» 抜粋テキスト
-------
身体がつながったシャム双生児の双子姉妹が、別々の男性と恋をします。手足のないおじさんが器用にタバコを吸います。興味本位といえば興味本位であると認めざるをえませんが、そういった場面は、見ていてちょっと楽しいし、心温まります。
トッド・ブラウニング監督の思い
この映画、トッド・ブラウニングという人が監督しました。彼は、ユニバーサル映画で『魔人ドラキュラ』('31)を成功させ、時の人となっていました。調べたところでは、『フリークス』はそれ以前から彼が温めていた企画で、それをユニバーサルのライバル会社であるMGMに持ち込んで実現したもののようです。
ブラウニングは16歳の時に家を出てサーカスの巡業に加わっています。その時の団員との交流がこの映画の基礎になっているのでしょう。奇形・不具の団員との楽しかった日々を思い出しながら、暖かいまなざしをもってこの映画をつくったのだと思います。
この映画は、その立派な内容にもかかわらず、賛否両論を巻き起こし、MGMは大赤字を被ったようです。MGMがブラウニングに失望したことは目に見えています。彼はその後もしばらくは映画業界にとどまっていましたが、鳴かず飛ばずの状況のまま引退することになります。
恐らく、彼はもはや重要な映画の監督を任されることがなかったのだと思います。この映画がきっかけとなって、映画業界を追われたと言っても過言ではありません。
埋もれてしまった名作?
この映画、今でこそ簡単にDVDなどで見ることができますが、その昔、少なくとも日本ではこれを見ること自体大変な労苦をともないました。
日本では、32年の初公開の後、長らくリバイバル公開されることはなく、ようやく正規の劇場で見ることができたのは96年でした。そう書くとなんだか「封印されていた」というような印象を与えますが、この映画だけが特にそうだったということでもなかったんだと思います。
そもそも、戦前の映画は『風と共に去りぬ』('39)や『駅馬車』('39)のようなごく一部の例外を除いて、日本では滅多にリバイバル上映されることはありません。ユニバーサル映画の名作『フランケンシュタイン』('31)でさえ、ユニバーサル・フェスティバルのような特集上映を除けば、リバイバル上映されていないはずです。
それに、90年代くらいまで多くあった名画座では、過去数年くらいの準新作しかかかりませんでした。ビデオやDVDが一般に広がる前の時代は、古い映画を観たければ、何らかの形でフィルムを入手した個人による自主上映会に頼るしかなかったのです。
私も、この映画のことを知ってから、数年かかってようやく自主上映会のようなところで見ることができました。83年か84年頃だったと思います。
製作本国のアメリカでは、この映画で大赤字を被ったMGMが、この映画の上映権を売却します。ドウェイン・エスパーという興行主が上映権を手に入れ、40年代にタイトルを変えたりして細々と上映会を続けた後、49年に大規模に再公開します。その後、上映権が何人かに転売された後、60年代にMGMが上映権を買い戻し、再公開しました。つまり、意外と何回もリバイバル上映されているのです。
-------
» 短い課題 1
映画『フリークス』についての文章で、『』に入れて題名が挙げられている映画はどれですか。すべて答えてください。
» 短い課題 2
映画『フリークス』についての文章を、最後の文の次から書き継いでもらえますか。
次の項目は、上の文章とは別の出典から集めたものです。
-------
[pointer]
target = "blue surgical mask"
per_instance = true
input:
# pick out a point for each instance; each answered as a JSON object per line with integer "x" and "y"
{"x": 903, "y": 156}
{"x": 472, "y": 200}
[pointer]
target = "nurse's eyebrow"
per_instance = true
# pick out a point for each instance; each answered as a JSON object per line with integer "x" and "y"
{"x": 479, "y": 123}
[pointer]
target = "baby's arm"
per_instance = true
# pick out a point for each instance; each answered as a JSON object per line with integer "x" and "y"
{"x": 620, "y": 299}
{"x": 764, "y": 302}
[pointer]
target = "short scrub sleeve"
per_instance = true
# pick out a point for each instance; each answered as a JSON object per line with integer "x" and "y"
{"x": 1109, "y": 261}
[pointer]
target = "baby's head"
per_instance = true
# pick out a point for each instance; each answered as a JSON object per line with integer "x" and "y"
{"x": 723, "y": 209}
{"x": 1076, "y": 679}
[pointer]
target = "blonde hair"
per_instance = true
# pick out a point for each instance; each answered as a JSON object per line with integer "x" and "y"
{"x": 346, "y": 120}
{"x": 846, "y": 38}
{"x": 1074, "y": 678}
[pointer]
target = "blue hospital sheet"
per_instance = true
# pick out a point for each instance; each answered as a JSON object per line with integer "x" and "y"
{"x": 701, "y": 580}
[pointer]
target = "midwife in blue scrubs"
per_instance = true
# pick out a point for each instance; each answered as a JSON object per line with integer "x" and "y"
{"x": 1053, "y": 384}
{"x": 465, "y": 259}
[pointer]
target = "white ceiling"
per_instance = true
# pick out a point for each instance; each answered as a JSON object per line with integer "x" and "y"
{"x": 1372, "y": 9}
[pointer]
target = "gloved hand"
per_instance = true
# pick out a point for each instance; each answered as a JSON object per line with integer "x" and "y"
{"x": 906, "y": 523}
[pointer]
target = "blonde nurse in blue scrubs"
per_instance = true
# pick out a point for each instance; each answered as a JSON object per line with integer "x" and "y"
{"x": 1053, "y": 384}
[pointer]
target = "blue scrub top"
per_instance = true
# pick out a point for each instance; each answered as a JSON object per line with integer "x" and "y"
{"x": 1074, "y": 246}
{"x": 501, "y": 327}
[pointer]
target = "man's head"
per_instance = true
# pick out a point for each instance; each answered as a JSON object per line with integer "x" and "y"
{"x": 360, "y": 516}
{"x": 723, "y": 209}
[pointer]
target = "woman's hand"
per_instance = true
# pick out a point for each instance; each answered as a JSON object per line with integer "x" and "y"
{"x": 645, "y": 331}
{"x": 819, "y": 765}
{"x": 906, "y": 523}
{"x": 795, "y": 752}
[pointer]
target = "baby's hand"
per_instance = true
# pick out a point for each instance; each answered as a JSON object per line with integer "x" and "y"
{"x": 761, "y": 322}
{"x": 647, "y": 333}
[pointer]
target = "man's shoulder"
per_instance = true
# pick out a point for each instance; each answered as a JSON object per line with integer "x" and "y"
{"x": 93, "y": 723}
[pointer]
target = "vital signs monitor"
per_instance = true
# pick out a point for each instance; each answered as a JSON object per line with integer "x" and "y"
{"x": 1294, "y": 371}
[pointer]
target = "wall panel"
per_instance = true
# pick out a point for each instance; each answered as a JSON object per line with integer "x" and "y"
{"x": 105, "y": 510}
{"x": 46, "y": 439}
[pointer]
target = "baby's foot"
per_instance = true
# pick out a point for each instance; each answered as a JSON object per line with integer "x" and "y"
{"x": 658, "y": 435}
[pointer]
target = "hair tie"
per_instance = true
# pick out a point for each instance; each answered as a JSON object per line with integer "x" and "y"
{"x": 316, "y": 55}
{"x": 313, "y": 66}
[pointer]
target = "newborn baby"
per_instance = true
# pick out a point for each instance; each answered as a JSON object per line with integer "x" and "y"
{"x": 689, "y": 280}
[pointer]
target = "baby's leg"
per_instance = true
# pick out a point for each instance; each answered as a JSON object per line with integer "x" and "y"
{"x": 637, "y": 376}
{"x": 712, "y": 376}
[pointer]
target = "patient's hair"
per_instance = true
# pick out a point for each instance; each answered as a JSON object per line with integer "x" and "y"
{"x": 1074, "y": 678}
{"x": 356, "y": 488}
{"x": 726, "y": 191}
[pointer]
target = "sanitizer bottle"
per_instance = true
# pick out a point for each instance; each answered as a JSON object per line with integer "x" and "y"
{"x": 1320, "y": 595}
-------
» 最終解答 1
『魔人ドラキュラ』
『フリークス』
『風と共に去りぬ』
『駅馬車』
『フランケンシュタイン』

» 最終解答 2
ネット情報では、イギリスでは初公開の後、30年間上映が禁止されたという話もあるようですが、この30年という期間は、上述のようにMGMが上映権を手放していた期間と重なります。上映したくても上映できなかったということかもしれません。ただ、その間、この映画が不遇の扱いを受けたということは言えるでしょう。
誰が本当の怪物なのか
さて、「誰が本当の怪物(フリークス)なのか」ということです。
すでに述べたように、ハンスを騙して殺害しようとしたクレオパトラとその愛人ヘラクレスが怪物であることは言えると思います。しかし、この映画自体が受けた扱い、その及ぼした影響を考えるとそれにとどまらない気がします。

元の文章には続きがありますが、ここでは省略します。